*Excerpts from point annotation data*
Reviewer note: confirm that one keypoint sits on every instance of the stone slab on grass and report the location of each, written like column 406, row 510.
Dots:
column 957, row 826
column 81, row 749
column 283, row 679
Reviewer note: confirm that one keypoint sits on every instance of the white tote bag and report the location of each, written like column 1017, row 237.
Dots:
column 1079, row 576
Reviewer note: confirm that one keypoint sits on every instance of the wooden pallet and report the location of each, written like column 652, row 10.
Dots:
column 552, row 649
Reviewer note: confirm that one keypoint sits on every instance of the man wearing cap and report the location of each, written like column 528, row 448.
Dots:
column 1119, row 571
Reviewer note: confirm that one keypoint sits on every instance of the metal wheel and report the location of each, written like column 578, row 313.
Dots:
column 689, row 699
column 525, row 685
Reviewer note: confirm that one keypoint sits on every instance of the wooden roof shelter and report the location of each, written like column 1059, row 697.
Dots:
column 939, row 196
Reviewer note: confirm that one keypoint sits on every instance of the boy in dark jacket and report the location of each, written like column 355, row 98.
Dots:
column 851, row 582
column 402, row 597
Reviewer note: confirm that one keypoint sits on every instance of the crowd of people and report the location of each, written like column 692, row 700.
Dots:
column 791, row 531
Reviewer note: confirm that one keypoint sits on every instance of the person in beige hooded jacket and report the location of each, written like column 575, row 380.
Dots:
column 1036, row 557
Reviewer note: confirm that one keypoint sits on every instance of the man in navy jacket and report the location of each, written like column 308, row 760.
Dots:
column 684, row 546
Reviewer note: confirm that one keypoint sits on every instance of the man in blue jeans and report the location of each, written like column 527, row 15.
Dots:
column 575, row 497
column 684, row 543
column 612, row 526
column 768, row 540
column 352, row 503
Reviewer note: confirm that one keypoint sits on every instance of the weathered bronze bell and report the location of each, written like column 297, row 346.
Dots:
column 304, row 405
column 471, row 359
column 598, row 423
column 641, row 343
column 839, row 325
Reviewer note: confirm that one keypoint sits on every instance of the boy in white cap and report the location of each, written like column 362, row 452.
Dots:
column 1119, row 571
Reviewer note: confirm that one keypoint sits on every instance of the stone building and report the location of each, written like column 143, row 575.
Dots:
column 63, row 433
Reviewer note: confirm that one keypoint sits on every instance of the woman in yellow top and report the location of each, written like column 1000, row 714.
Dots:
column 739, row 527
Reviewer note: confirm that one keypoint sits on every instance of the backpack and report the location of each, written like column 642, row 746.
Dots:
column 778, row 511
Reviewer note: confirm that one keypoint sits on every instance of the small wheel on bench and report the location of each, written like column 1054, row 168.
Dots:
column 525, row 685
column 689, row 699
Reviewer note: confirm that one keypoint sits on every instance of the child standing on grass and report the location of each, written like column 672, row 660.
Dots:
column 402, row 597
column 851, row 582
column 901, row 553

*What to work on*
Revise the entries between the line holding "1000, row 714." and the line holding "column 739, row 527", inclusive, swapping "yellow top" for "green dress" and leaving everything else as it is. Give back only those lines.

*Worked answer*
Reviewer note: confirm that one keypoint sits on every instance of the woman in green dress and report the location of each, written like column 1000, row 714.
Dots:
column 739, row 527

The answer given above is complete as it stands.